──────── Records for this task ────────

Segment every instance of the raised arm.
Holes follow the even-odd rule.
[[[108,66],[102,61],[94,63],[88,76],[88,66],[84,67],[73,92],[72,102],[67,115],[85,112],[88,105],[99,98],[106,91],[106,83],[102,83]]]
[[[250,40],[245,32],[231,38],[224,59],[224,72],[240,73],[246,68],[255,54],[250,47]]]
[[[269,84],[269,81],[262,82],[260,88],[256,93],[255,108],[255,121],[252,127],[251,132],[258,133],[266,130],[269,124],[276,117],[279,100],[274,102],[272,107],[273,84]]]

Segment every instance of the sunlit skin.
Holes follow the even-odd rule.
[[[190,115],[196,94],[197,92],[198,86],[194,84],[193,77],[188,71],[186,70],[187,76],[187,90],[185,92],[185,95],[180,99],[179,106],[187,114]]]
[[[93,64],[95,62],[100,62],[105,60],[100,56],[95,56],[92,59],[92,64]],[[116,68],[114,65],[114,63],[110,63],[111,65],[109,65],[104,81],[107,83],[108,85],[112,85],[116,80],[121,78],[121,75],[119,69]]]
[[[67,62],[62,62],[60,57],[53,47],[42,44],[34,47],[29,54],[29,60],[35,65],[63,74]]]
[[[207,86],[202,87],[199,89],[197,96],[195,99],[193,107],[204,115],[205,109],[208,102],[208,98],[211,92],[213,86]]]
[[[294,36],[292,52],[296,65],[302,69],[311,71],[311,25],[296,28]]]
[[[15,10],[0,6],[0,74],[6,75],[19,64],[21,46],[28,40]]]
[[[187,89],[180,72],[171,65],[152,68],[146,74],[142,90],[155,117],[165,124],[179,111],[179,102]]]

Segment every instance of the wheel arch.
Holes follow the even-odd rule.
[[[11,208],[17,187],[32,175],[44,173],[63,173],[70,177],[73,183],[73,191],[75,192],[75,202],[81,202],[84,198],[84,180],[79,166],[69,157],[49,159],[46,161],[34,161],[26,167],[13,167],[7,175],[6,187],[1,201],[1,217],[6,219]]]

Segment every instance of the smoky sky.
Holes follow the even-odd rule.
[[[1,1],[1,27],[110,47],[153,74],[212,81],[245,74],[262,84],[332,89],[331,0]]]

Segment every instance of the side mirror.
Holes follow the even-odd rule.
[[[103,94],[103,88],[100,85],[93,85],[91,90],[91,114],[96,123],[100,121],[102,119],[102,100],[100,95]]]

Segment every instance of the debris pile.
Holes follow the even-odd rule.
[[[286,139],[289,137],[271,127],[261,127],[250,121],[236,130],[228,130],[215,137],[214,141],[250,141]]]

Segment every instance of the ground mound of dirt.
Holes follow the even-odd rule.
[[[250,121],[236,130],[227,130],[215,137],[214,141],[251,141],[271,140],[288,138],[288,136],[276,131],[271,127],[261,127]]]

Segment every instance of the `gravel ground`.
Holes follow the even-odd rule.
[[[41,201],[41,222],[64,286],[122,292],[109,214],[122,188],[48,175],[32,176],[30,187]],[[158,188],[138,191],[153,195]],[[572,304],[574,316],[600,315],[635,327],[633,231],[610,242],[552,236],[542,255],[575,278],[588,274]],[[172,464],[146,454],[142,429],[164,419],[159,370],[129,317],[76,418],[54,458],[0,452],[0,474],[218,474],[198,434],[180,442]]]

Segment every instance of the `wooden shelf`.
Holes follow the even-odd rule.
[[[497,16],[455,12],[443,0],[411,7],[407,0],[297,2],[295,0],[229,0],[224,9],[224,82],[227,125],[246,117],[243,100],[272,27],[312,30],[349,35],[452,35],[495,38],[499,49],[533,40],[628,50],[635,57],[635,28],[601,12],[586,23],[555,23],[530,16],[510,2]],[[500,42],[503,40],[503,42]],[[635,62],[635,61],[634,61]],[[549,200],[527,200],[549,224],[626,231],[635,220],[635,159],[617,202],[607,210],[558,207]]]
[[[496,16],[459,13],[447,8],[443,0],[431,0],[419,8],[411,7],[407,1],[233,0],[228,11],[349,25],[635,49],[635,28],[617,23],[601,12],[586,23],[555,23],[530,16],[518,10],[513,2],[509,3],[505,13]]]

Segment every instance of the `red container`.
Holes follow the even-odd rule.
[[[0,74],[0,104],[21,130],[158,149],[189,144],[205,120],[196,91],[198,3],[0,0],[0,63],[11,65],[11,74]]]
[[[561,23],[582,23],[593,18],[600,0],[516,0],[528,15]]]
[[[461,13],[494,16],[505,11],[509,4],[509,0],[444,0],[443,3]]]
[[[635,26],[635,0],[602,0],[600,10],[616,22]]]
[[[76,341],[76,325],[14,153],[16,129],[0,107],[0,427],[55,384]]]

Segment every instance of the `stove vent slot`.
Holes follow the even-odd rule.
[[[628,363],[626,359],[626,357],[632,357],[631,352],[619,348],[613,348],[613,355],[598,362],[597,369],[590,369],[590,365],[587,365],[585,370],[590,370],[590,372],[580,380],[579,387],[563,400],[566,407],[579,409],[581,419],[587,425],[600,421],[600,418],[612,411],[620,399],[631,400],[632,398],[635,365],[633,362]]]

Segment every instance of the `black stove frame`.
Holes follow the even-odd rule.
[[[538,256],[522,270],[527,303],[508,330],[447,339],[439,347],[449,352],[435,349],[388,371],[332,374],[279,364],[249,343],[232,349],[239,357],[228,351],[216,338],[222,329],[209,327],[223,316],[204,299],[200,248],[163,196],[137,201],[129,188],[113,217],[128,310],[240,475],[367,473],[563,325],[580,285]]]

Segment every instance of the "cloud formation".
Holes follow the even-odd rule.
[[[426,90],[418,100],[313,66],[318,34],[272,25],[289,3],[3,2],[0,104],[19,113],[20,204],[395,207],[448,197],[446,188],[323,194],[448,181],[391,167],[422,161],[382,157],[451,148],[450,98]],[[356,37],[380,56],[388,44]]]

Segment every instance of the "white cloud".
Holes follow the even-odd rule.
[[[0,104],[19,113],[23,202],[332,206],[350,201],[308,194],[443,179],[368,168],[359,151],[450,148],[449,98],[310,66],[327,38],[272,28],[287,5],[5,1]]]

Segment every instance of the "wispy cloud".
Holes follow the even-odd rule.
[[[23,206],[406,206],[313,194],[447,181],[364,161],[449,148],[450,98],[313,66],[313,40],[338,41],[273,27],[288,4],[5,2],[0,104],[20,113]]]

────────

*Given problem*
Pull out every line of the data above that contains the string "ground". Case counts.

*Task response*
Segment every instance of the ground mound of dirt.
Segment every instance of the `gravel ground`.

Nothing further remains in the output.